### About this exercise
Go through the material and copy every line in which "storage" appears.

-------

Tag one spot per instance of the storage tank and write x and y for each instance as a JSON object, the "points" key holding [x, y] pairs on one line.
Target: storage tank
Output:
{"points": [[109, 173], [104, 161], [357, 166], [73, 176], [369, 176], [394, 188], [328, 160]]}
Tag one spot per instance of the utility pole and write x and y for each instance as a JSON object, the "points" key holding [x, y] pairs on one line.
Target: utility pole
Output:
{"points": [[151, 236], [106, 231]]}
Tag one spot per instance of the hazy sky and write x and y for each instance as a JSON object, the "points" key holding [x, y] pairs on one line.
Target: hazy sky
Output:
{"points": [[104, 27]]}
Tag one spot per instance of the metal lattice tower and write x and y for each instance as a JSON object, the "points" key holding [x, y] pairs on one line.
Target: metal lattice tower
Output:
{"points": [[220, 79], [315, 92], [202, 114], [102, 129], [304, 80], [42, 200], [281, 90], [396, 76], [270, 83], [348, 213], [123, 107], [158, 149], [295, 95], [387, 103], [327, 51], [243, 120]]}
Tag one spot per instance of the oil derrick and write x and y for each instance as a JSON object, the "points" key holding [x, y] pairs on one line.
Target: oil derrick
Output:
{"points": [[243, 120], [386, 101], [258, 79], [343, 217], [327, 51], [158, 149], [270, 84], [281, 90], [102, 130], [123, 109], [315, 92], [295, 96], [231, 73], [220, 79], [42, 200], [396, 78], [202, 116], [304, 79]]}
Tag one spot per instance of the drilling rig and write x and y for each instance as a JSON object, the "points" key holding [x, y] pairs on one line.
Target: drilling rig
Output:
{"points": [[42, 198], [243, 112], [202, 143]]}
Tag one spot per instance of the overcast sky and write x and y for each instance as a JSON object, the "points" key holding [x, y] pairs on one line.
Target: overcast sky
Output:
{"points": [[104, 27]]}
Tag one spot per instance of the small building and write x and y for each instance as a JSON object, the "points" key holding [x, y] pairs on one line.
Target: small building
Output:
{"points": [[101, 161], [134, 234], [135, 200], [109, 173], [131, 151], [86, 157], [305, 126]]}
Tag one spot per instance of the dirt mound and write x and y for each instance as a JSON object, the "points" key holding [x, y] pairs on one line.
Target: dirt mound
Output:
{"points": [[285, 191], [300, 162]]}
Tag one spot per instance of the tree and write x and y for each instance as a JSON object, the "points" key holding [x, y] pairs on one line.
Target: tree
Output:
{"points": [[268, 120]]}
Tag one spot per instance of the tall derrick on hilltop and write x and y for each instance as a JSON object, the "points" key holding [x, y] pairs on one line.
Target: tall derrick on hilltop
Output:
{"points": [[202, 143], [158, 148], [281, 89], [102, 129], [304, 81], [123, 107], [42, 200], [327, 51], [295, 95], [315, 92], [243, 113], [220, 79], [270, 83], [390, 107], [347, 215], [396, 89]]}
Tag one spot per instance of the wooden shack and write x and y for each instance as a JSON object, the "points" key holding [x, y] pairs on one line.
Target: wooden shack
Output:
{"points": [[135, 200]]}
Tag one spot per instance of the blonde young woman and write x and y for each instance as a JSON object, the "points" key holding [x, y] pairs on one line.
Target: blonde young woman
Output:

-------

### Output for this task
Tag one spot per instance of the storage tank and write x and y for each instance as a JSON object, the "points" key holding [x, y] pairs on one line.
Target: storage tank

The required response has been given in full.